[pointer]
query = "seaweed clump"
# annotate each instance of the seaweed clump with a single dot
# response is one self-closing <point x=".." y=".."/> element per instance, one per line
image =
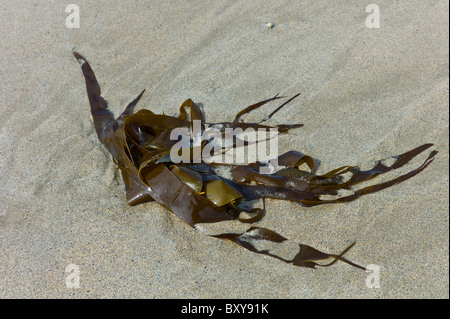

-=-=-=-=-

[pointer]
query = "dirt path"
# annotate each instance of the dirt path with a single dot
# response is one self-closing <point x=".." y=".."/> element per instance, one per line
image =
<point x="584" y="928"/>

-=-=-=-=-

Exercise requirements: How many lines of the material contain the string "path"? Reply with the number alone.

Task output: 2